- **Excerpt provided**

* * * * *

Are you frightened when markets go crazy once again? Afraid of not making the rationally and scientifically proven right choices about investments and life? Suffering from keeping-up with the Joneses and chronic herding-fatigue?
Then you are more than ready to dive deeper into this post where we take apart the two most powerful human emotions that make our world go round:
Fear and Greed.
These emotions have the strongest impact on human behavior individually as well as on a collective level.
They impact your life and [financial] markets in a powerful way.
Read on if you like to understand and manage fear and greed to build a better, happier, and wealthier life.
Step 1: Understand what drives behavior
All free markets are driven by supply and demand. Hence, all transactions need at least three things:
A buyer, a seller and last: The first two need to agree on a price!
Imagine an increasing number of people chasing the same limited assets or resources. The more people like to buy and the less want to sell – the higher the price will climb for supply and demand to meet.
Usually if prices do climb higher, it attracts “more eyeballs” in society and even more people join the party. That’s how greed works and this is what makes financial bubbles grow.
On the other side, think of fear as when suddenly nobody wants to buy anymore but an increasing amount of people is eager to sell.
The price will drop until someone is eager to buy again. Price level will be defined by where sellers and buyers agree to transact.
Markets reflect nothing else than the aggregated sum of individual behaviors.
And yes: It does get messy!
Step 2: Understand how markets work
In most fearful markets, people irrationally sell stock while in greedy markets people are looking to buy.
The wise ones may try to go against the heard and do the opposite, and as the saying goes, “buy low and sell high.” not otherwise.

* * * * *

In the post on fear and greed above:
(a) What three things does every transaction need?
(b) What do markets reflect, according to the post?
(c) What do people do in most fearful markets?

- **Rows**

* * * * *

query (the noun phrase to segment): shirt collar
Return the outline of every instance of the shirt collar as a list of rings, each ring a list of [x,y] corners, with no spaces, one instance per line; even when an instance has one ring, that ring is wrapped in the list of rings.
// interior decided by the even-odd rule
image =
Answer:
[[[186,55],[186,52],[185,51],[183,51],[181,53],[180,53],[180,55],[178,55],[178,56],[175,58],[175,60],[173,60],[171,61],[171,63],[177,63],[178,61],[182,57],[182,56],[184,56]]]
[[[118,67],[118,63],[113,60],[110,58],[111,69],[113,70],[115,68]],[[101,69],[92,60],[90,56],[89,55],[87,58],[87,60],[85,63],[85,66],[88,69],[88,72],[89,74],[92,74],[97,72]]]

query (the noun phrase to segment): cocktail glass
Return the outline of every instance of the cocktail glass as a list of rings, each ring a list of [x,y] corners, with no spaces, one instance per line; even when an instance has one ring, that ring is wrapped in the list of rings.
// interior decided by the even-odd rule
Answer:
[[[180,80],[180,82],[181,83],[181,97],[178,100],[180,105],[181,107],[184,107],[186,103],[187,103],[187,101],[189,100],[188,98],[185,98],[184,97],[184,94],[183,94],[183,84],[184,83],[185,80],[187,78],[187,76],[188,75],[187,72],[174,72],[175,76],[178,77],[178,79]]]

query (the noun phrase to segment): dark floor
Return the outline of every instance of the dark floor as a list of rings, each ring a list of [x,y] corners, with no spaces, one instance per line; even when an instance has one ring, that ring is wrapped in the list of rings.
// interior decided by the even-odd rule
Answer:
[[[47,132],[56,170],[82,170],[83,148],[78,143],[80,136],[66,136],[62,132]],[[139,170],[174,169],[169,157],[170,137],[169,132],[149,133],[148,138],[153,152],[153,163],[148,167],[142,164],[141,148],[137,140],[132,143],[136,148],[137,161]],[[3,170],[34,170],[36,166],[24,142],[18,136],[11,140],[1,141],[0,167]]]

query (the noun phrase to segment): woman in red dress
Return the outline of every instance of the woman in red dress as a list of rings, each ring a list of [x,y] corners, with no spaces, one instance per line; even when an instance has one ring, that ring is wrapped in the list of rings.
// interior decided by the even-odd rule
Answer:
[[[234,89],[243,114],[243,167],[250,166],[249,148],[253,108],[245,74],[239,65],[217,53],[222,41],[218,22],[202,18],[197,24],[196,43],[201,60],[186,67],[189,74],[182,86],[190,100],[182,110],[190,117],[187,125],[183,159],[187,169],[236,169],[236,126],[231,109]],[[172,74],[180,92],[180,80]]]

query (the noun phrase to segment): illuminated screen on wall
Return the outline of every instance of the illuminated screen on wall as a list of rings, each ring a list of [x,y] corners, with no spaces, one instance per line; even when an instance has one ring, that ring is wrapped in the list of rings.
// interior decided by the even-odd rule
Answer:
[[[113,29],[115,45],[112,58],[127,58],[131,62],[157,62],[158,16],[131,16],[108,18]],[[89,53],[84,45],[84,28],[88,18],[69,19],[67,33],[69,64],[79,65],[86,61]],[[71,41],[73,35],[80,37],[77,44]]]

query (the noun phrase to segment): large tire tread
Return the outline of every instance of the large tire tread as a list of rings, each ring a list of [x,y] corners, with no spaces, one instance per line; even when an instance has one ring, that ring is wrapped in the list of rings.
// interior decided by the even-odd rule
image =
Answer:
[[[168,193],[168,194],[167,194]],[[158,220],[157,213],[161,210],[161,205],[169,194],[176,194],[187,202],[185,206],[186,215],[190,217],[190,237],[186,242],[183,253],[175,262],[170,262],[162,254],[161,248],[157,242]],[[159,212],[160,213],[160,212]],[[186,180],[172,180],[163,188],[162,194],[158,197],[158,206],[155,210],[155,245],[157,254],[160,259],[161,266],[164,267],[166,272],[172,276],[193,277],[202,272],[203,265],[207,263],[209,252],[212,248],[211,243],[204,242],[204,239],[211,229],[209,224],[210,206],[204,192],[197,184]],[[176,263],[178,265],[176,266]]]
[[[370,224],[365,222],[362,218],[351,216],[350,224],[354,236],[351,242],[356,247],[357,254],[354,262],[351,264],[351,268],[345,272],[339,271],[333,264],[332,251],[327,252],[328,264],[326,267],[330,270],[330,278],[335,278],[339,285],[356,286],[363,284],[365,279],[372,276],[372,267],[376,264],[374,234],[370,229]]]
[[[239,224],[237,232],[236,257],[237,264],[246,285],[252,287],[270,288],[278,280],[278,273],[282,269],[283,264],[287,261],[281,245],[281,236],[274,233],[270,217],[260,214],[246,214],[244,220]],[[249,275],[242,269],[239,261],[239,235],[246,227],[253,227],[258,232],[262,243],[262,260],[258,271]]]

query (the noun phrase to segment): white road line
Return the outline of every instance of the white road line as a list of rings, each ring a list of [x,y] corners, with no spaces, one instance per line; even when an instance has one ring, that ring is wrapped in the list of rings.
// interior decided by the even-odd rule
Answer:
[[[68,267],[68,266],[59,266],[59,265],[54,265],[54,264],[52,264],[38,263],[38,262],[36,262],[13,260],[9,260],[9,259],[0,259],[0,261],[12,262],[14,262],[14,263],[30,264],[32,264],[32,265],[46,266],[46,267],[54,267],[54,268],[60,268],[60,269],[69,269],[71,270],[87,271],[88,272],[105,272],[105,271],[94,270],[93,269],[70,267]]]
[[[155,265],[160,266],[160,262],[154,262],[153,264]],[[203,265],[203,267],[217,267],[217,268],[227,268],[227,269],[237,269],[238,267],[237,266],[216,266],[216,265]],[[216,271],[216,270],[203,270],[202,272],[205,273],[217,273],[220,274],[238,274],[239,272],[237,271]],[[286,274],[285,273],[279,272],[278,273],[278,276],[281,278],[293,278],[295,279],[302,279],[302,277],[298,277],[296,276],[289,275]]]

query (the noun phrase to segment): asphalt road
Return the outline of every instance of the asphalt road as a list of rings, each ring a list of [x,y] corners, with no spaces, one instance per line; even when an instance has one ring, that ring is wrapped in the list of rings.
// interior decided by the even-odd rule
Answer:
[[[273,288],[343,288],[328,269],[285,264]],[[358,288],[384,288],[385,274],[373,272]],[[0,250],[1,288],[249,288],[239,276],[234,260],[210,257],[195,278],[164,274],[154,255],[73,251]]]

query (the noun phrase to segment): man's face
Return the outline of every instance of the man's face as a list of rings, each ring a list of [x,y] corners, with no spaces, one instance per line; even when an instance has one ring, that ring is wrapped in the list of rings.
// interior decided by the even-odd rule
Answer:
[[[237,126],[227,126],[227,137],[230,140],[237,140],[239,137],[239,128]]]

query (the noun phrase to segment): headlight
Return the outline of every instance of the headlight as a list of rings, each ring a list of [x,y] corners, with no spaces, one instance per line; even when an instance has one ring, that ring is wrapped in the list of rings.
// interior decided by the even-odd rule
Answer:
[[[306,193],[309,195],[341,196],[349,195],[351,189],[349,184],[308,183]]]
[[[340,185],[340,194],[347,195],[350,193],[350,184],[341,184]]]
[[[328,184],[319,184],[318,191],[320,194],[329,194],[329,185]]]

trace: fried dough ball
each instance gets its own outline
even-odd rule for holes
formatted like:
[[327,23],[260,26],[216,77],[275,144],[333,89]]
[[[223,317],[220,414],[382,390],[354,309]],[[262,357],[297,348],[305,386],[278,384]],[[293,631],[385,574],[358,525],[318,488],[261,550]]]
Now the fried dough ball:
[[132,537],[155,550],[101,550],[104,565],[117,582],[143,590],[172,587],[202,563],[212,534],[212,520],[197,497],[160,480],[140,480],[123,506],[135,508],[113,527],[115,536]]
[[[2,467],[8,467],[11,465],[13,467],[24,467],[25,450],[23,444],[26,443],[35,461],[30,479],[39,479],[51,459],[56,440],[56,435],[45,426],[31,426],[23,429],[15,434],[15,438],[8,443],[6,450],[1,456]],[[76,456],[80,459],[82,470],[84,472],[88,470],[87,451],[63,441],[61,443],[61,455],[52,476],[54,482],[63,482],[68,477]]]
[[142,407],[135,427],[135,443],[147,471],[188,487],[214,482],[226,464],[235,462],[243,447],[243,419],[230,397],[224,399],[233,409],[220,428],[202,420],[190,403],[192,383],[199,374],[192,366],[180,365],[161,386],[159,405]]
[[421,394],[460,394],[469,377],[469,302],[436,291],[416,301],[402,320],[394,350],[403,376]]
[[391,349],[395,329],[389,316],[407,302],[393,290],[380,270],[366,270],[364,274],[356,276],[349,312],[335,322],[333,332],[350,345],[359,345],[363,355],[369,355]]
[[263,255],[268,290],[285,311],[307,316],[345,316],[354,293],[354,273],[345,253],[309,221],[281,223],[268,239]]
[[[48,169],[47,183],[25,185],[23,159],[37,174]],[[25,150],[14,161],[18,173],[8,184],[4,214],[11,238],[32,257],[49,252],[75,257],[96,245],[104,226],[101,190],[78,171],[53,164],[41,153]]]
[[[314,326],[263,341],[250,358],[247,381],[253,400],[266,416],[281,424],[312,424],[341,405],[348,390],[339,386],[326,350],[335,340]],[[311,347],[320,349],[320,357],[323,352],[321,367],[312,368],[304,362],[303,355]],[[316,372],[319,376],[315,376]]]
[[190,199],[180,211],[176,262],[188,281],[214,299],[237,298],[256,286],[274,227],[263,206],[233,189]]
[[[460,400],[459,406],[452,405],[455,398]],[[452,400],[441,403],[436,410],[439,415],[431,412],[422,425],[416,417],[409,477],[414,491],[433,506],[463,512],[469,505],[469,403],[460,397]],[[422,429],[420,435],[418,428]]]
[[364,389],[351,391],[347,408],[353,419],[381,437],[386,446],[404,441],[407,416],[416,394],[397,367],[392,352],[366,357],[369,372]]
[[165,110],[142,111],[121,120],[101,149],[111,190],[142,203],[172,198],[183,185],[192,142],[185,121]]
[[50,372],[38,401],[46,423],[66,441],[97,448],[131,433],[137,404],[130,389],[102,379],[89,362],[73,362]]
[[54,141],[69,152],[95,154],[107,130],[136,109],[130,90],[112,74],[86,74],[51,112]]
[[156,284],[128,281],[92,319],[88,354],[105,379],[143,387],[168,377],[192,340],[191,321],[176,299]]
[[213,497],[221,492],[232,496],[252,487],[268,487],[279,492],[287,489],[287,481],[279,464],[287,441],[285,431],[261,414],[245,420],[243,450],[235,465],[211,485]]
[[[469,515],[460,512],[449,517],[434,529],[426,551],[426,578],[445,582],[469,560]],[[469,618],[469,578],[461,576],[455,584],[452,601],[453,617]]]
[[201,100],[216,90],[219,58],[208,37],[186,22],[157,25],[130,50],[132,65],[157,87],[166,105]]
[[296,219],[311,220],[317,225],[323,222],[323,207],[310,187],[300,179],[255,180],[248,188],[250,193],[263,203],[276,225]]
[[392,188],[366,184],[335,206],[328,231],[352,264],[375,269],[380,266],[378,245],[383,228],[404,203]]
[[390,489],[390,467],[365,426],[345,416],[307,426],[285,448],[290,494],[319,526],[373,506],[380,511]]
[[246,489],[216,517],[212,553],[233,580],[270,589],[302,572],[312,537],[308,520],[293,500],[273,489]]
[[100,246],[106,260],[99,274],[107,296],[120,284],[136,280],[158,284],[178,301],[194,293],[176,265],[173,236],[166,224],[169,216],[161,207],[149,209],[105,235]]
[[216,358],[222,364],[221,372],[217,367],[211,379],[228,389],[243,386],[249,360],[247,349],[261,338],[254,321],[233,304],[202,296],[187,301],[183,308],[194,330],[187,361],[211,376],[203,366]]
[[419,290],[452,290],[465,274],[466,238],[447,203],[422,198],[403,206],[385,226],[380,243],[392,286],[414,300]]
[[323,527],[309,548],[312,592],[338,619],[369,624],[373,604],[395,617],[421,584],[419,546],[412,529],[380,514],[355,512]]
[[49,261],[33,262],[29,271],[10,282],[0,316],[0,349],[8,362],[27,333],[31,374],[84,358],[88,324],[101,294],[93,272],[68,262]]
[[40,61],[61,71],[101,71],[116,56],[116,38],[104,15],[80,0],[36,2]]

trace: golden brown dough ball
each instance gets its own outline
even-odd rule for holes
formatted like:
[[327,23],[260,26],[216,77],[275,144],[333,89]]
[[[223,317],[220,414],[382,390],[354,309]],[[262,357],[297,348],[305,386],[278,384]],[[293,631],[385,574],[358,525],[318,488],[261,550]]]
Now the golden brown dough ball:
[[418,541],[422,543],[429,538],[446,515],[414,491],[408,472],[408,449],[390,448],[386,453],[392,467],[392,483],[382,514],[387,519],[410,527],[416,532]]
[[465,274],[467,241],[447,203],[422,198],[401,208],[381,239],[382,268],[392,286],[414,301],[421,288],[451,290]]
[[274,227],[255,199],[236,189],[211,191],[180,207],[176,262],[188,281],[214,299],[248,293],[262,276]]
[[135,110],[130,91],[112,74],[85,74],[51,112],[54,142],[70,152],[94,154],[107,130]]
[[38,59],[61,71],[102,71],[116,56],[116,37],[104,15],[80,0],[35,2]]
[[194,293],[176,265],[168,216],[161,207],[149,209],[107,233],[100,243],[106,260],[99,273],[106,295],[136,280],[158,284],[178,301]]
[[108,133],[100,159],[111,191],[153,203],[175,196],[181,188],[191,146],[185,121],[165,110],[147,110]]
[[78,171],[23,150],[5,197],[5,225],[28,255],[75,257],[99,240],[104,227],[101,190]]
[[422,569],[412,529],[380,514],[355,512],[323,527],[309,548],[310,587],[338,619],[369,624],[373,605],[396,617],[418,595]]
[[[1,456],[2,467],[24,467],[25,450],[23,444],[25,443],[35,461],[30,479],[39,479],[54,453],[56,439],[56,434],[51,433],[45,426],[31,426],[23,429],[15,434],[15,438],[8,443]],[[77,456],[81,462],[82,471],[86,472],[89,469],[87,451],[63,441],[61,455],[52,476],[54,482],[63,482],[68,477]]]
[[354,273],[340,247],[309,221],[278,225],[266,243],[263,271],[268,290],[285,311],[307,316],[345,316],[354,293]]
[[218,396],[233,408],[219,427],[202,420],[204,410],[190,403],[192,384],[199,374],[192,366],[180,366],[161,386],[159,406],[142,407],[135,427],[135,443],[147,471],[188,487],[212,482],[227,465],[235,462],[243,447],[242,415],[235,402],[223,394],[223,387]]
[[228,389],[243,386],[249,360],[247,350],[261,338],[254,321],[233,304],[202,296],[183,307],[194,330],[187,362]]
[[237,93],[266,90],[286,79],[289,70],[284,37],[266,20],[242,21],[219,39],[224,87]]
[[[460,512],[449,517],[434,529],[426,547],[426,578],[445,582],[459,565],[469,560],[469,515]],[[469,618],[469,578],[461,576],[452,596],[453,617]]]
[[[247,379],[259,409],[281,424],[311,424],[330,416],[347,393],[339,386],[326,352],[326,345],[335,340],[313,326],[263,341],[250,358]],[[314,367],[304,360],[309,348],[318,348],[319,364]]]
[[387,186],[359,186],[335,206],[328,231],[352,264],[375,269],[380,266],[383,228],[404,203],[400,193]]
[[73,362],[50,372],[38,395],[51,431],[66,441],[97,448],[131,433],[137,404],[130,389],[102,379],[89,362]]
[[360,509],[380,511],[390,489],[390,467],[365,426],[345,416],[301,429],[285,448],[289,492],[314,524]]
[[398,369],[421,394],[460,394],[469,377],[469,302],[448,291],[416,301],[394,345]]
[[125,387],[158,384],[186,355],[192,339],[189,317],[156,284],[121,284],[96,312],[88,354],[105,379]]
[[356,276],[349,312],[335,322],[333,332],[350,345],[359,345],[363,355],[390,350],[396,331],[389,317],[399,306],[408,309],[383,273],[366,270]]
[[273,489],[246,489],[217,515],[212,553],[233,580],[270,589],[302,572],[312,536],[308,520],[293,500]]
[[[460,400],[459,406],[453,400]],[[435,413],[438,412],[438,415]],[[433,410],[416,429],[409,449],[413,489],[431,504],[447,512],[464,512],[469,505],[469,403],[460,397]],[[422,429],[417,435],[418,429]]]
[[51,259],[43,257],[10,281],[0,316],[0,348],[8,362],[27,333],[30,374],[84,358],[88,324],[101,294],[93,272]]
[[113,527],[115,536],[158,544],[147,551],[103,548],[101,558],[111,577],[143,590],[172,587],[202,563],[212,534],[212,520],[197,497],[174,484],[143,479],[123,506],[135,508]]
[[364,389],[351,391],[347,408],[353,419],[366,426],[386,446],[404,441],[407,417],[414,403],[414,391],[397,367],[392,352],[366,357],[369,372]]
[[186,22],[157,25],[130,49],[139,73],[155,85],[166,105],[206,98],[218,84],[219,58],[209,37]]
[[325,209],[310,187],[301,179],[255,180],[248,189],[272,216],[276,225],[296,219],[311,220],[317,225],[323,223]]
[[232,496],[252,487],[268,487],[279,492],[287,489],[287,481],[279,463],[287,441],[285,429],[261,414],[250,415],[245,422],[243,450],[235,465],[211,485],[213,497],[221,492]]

* * * * *

- **Full answer**
(a) A buyer, a seller, and an agreed price between the two.
(b) Nothing else than the aggregated sum of individual behaviors.
(c) They irrationally sell stock.